### APPLY WHAT YOU READ
A – In the text on corporate venture capital, how many interviews were the findings of the 2009 report based on?
B – In the corporate venture capital text, take the passage that begins at the words "In 2009, a report" and stops after "on external resources.", and write it out again with "parent company" renamed to "parent firm" everywhere it appears.
C – Write what follows the final sentence of the corporate venture capital text.

### SOURCE EXTRACT

---*---

Circulatory: Create opportunities that support the reduction, re-use and conversion of resources to protect the world's finite resources. 


Adam encourages startups and innovative businesses to approach and view CVCs as a go-to-market partner.


Challenges Unique to Strategic Investors


In 2009, a report was published on ‘Why Corporate Venture Capital Funds Fail’. The findings were based on 27 qualitative in-depth interviews with corporate and independent VCs in the energy industry. The following factors were found to affect the survivability of CVCs: 

→ Lack of entrepreneurial spirit within the parent company can negatively impact the CVC. The corporate should work with the organisation to make it a reality. 

→ It is critical for the parent company to be involved in the technical and market development as a success factor. There is inherent knowledge that the parent company has, which is much more valuable than relying on external resources.

→ Overall, there needs to be an adequate amount of involvement of the CVC in the process and decision making of the startup, but not too much or too little. There needs to be a balance between the two extremes.

---*---

[Collection entries]
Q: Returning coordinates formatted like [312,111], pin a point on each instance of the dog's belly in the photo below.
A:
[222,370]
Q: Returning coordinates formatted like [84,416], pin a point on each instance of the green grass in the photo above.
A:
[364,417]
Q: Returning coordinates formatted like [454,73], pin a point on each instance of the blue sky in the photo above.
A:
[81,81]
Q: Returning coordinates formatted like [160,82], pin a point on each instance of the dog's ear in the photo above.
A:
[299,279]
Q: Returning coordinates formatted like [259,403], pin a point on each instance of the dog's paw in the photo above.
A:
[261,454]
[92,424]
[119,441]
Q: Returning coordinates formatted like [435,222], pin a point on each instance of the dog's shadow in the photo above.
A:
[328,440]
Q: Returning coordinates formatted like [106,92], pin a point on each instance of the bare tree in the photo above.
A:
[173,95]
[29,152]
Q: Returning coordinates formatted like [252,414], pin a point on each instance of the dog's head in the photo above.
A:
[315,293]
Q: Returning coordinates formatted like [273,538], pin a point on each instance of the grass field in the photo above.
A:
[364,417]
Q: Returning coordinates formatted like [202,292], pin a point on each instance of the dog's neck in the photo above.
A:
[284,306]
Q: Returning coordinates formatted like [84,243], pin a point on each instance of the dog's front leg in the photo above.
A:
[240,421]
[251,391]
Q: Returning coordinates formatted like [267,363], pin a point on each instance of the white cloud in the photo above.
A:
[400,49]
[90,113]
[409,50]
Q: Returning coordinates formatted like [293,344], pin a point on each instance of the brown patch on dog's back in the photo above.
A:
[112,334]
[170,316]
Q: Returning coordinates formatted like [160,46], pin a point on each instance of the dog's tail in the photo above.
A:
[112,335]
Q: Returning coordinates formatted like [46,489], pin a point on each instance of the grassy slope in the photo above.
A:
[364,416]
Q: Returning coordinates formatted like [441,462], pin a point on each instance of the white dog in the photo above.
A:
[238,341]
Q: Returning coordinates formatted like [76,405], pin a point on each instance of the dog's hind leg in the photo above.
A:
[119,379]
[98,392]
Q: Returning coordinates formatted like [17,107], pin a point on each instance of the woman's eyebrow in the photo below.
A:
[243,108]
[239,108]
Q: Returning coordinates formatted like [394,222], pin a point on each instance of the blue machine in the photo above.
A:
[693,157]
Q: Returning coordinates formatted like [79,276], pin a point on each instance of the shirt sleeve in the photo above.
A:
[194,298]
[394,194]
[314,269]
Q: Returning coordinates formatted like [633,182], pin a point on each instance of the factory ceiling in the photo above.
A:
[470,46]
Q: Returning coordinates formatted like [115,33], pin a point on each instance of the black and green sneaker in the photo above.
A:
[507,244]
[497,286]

---*---

### RESPONSES TO THE TASKS
A – 27 qualitative in-depth interviews with corporate and independent VCs in the energy industry.

B –
In 2009, a report was published on ‘Why Corporate Venture Capital Funds Fail’. The findings were based on 27 qualitative in-depth interviews with corporate and independent VCs in the energy industry. The following factors were found to affect the survivability of CVCs: 

→ Lack of entrepreneurial spirit within the parent firm can negatively impact the CVC. The corporate should work with the organisation to make it a reality. 

→ It is critical for the parent firm to be involved in the technical and market development as a success factor. There is inherent knowledge that the parent firm has, which is much more valuable than relying on external resources.

C –
What Do Strategic Corporate Venture Capitals Look For?


→ A strategic CVC will look for alignment between the product/solution and how it can be used for the company. 

→ For AGL, the strategic areas given above are for guidance and it does not necessarily mean that AGL will always look for energy technology-based startups. It can also be other technologies if there is the potential to solve a problem the corporate has. For example, AGL is a customer-centric venture capital that looks for innovation that solves customer problems. 

→ Corporate strategic investors will also consider whether they have the capability to connect startups to the right crowd/people for growth since without the appropriate resources to support the startup, there are unlikely to be any benefits to both parties.


Advice for Startups Exploring Investment Options


→ Understand how your business can add value to the corporate. Discover the alignment piece that will connect both parties for collaboration.

→ Do not be afraid to approach a corporate, especially when they have shown interest in venturing into innovation as CVC allows corporates to take the leap and jump straight into customer engagement while the technology is being developed in the startups’ hands.

→ Take advantage of the startup ecosystem. There are many resources, groups, and government organisations that provide funding and advice.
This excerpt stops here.